* Aim A: In the entries below the passage about Thutmose III, retype the lines word for word, beginning with the line that contains "Kindly point to the metal" and continuing through the last line of the entries, with both ends included.

* Provided passage:
----------------
Thutmose III (also known as Tuthmosis III, 1458-1425 BCE) was the 6th king of Egypt’s 18th Dynasty, one of the greatest military leaders in antiquity, and among the most effective and impressive monarchs in Egypt’s history. His throne name, Thutmose, means 'Thoth is Born', while his birth name, Menkhperre, means 'Eternal are the Manifestations of Ra', both names referencing important deities of ancient Egypt. He was the son of Thutmose II and a lesser wife named Iset. Thutmose II (1492-1479 BCE) was married to Queen Hatshepsut (1479-1458 BCE), royal daughter of Thutmose I (1520-1492 BCE) and a powerful woman who held the position of God’s Wife of Amun.
When Thutmose II died, Hatshepsut became regent of Egypt since Thutmose III was too young to rule. She was supposed to maintain this position but, instead, declared herself pharaoh and ruled independently. Thutmose III, when he came of age and proved himself able, was given command of the armed forces by his step-mother; a choice she would not regret as he proved himself an exceptional military strategist and charismatic leader. He is often referred to in the present day as 'the Napoleon of Egypt', but unlike Napoleon, Thutmose III never lost a single engagement, expanded and maintained his empire, and was worshiped by his people for centuries after his death.
Youth Under Hatshepsut & Rise to Power
Thutmose III was born c. 1481 BCE and was only three years old when his father died and Hatshepsut was made regent and then reigning monarch. He grew up at the royal court of Thebes, capital of Egypt throughout most of the period of the New Kingdom (c. 1570 - c. 1069 BCE). Although there is little documentation of his life during this time, a great emphasis was placed on the physical and intellectual development of princes during the New Kingdom of Egypt as they were expected to one day rule over an expanding empire.
----------------
* Available data:
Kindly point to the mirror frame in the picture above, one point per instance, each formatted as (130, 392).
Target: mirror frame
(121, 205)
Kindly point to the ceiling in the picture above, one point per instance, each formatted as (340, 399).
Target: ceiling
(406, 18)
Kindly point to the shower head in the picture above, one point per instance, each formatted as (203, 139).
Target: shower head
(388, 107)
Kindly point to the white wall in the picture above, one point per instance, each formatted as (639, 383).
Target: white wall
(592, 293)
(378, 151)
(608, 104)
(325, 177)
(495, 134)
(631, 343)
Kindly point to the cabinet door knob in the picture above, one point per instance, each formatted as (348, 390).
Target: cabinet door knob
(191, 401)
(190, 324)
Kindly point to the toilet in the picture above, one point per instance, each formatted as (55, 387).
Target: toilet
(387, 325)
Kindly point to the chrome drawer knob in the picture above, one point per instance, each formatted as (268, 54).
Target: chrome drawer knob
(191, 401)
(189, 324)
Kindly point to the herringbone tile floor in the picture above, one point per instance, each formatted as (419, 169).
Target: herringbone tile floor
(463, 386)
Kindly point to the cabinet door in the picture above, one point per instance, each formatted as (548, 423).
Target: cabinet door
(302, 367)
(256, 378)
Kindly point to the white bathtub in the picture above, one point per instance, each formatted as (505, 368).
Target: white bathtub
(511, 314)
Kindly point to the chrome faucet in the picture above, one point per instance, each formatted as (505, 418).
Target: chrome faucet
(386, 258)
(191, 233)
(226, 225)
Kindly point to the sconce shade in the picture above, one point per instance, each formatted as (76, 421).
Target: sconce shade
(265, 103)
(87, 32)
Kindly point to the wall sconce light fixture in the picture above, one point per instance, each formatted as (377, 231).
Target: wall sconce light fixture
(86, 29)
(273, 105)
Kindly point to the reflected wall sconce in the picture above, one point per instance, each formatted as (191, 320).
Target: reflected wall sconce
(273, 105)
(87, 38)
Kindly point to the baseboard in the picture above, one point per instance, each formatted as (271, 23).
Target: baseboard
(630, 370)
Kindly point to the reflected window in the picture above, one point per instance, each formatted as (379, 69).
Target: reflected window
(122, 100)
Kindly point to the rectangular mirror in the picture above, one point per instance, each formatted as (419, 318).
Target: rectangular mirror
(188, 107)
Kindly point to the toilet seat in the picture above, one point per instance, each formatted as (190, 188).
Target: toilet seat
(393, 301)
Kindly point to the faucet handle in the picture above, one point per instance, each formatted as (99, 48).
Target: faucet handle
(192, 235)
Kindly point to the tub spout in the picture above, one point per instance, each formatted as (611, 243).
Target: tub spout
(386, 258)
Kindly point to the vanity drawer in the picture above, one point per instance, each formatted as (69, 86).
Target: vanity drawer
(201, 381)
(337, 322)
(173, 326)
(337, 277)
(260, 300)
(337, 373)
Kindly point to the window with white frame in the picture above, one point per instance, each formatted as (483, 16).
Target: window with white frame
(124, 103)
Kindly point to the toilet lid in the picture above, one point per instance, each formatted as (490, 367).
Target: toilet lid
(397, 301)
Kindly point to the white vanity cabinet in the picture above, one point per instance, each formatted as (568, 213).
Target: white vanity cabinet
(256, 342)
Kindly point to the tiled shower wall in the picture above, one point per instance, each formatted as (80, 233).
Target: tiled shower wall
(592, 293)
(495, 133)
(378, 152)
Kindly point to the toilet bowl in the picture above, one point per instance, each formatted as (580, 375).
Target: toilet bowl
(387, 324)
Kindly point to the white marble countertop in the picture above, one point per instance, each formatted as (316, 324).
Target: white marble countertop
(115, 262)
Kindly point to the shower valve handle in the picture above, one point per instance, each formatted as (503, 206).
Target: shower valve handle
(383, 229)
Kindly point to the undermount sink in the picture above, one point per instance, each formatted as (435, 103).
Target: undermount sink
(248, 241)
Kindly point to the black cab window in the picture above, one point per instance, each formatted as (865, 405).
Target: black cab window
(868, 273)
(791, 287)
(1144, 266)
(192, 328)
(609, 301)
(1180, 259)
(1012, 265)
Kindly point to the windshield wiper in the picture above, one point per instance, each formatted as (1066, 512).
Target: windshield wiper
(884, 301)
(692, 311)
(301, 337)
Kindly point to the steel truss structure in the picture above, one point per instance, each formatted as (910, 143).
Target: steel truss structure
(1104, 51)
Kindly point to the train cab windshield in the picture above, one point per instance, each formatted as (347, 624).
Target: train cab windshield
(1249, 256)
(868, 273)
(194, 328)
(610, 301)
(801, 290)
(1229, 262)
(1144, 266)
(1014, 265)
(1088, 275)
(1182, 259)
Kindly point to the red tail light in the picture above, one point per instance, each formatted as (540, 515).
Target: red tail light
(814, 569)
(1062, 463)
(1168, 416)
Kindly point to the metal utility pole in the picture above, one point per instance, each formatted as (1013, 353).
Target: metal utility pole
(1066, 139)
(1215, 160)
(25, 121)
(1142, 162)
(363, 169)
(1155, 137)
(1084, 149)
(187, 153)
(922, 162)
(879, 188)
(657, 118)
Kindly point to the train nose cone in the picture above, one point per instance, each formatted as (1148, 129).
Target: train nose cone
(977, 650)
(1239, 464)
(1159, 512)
----------------
* Aim B: Echo part of the passage about Thutmose III word for word, beginning at the words "When Thutmose II" and stopping after "after his death.".

* Exercise output A:
Kindly point to the metal utility pole in the picture above, one point per instance, each formatted as (1013, 353).
Target: metal utility pole
(1066, 139)
(1215, 160)
(25, 121)
(1142, 162)
(363, 169)
(1155, 137)
(1084, 149)
(187, 153)
(922, 162)
(879, 188)
(657, 118)
Kindly point to the train nose cone in the picture above, one point per instance, each formatted as (1148, 129).
Target: train nose cone
(977, 650)
(1239, 464)
(1159, 512)

* Exercise output B:
When Thutmose II died, Hatshepsut became regent of Egypt since Thutmose III was too young to rule. She was supposed to maintain this position but, instead, declared herself pharaoh and ruled independently. Thutmose III, when he came of age and proved himself able, was given command of the armed forces by his step-mother; a choice she would not regret as he proved himself an exceptional military strategist and charismatic leader. He is often referred to in the present day as 'the Napoleon of Egypt', but unlike Napoleon, Thutmose III never lost a single engagement, expanded and maintained his empire, and was worshiped by his people for centuries after his death.